■ **Exercise goal**
For the full listing below, write out each entry exactly and exclude the images.

☆ ☆ ☆

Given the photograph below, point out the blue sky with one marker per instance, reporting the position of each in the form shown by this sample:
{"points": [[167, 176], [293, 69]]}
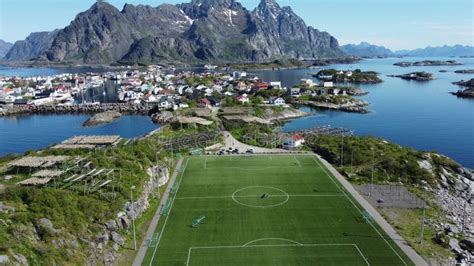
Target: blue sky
{"points": [[397, 24]]}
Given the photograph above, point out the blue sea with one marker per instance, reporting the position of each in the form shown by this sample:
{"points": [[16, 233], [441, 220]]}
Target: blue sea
{"points": [[22, 133], [422, 115]]}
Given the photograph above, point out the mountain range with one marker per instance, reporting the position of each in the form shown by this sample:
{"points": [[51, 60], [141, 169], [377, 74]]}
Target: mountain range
{"points": [[199, 31], [4, 48], [367, 50]]}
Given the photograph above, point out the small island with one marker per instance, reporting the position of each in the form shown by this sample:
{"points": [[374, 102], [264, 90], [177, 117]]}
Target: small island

☆ ☆ ☆

■ **Reply to the exercise**
Given the photograph below, point out the blue sky with one marker per instance, reporting the position of each in the form shown by this sample:
{"points": [[167, 176], [293, 69]]}
Target: blue sky
{"points": [[397, 24]]}
Given the photograph above, point out the blue sea with one marker per instance, reporting the position of each in the form shown by this sample:
{"points": [[16, 233], [441, 220]]}
Target: blue sea
{"points": [[22, 133], [422, 115]]}
Given the photograph above, point out the mountain range with one marker per instance, reporting the position of each in the form shown by this sample:
{"points": [[51, 60], [141, 169], [377, 74]]}
Target: mountain range
{"points": [[199, 31], [4, 48], [367, 50]]}
Given the photograph above, point out the small island with one marker per instance, reporting the position of each in the form shown by this sample:
{"points": [[374, 102], [264, 90], [177, 117]]}
Target: small island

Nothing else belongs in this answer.